Consumers need stories too. They always have. Now the web gives them access to the stories of their friends, co-workers, and peers. They want to know the experiences of those similar to them to help manage the risk that prevents them from buying your product. This is a case where B2C marketers might learn a bit from B2B marketers- how to tell the story of “challenge, solution and result” to consumers nervous about spending money in a very difficult economy.
Content marketing is tough in paid media–particularly broadcast. 2013 will see it get easier though. I’m looking for more opportunities for long form programming arising out of a glut of channels. I’m also wondering when we’ll see Pandora, Slacker, or Rdio find a way to use long form programming to help labels and other music marketers expose their new artists to audiences with a propensity to be interested in them. I’m expecting to see auto dealerships use long form television to do more than yell deals at channel flippers on Saturday mornings. I expect to see some interesting experimentation this year.
Want a better deal from your vendor? Negotiate a case study. Need to close a deal with a prospect and just can’t come to terms? Negotiate a case study. The Case Study is the magic gap-closer. I expect to see it being used this year to improve net income from both sides of the ledger-revenue and expenses. 2013 is the year to formalize case study agreement from both your vendors AND your prospects. Need help figuring out how to do it?
Ping me. (ok, no more shameless plugs. Sorry.)
If your PR agency isn’t discussing how to place your content into critical traditional media channels, 2013 is the year to find a new PR agency. Your brand story is an essential part of your value proposition. With shrinking staffs, it’s hard to get writers and editors to pay attention. You need to be aware of the pain your offering relieves and the novelty of your approach. Framed broadly and without the hard sell, in 2013, PR efforts will get more traction narrowing the narrative and finding the real value in the learnings of their customers.
Multitasking Effects Communication
How do you get anyone to listen to you if everyone is talking? This is the essence of the communication challenge in 2013. The ill-effects of multitasking are well known. Nowhere are they more apparent than in the communication exchange. Customers are talking more than ever and that is changing the way messaging gets interpreted.
In 2013 I’m looking for both shorter and longer messaging as marketing communication formats continue to propagate. Shorter messaging will particularly effect pre-roll online video advertising. Skip data is more useful than many people realize. And while studies suggest that skippable preroll is not as effective as standard preroll, when you factor in the ability to use skip numbers to measure creative (yea, I went there) you can begin to find messaging and communication methods that resonate more powerfully with customers and prospects. 2013 is the year we stop guessing about what kind of online video ads really work and which ones don’t.
While Content marketing may be on everyone’s lips in 2013, knowing how to do content marketing is a lot easier than knowing what content to actually build and deliver. In 2013, i”m watching for marketing thought-leaders to have more content that matches their prospect’s specific pain points and sales cycle orientation. Prospects need to see themselves in the stories of actual customers and learn something valuable from their experiences. That’s context. It was remarkably lacking even in the best content marketing in 2012. I expect to see much more of it in the coming year.
Big Data For Everybody
The Big Data hype has been around for years. It was largely spoken of in abstractions, though. People who really knew about it didn’t really share too much. Honestly, it got pretty boring quickly if you didn’t get all frothy about clusters and regression analysis.
═══
● **Required tasks**:
(a) In the 2013 marketing predictions, what is described as the magic gap-closer?
(b) Name every music service mentioned in the 2013 marketing predictions.
(c) Pick up the 2013 marketing predictions after the last sentence shown and keep writing.
The material after this point comes from a separate source.

● **Provided material**:
═══
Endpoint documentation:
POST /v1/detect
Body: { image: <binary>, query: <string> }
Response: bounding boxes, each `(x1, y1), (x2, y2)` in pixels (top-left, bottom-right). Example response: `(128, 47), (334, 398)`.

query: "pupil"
═══
● **Answers for the tasks**:
(a) The case study.

(b) Pandora, Slacker, and Rdio.

(c)
Many people know that data is more valuable than money, because data can be used over and over, and money spent only once. If, for some reason, you don’t believe this, seek help immediately. Or don’t, because you will believe it this year. If you have data (a lot of it) and you are unclear how to monetize it, there is no shortage of services to help. Behavioral data from your CRM can be more valuable than traditional opinion research, too. Knowing what people have actually done in the past is often more predictive than knowing what people think they will do in the future. People are, of course, creatures of habit and not as self-aware as they think.
Of course behavioral data really doesn’t tell us why people do what they do. Knowing that is certainly important in figuring out when people might change their behavior.
Battle for the CRM feed
This really is an outgrowth of big data. Your company’s CRM database is the head of the data-well for many businesses. Until recently, in larger enterprises customer service and marketing have had a friendly, if somewhat distant relationship. I’m looking for that to end in 2013. Gloves will come off in the largest enterprises as marketing realizes The big data it needs is coming from the call center. Customer service executives will have a choice to make about how they share in a way that’s bound to frustrate C.O.O.’s. Big Data needs to serve both operations and marketing, but how those constituencies get serviced and how the data turns into meaningful stories is very much up for grabs. Grab it we all will in 2013.
Usability work has to focus on the lowest common denominator– now that is the mobile device. Make sure your stuff works on all three platforms-iOS, Android, and yes even Windows 8. (See platform parity.) The best way for you to think about development for new media is thinking “mobile first”. No the the desktop and lap top are going nowhere, but the growth is all mobile. Remember this when you are reviewing your email and website design changes this year. It matters more than you can imagine. So many missed opportunities when your stuff doesn’t work on the mobile device.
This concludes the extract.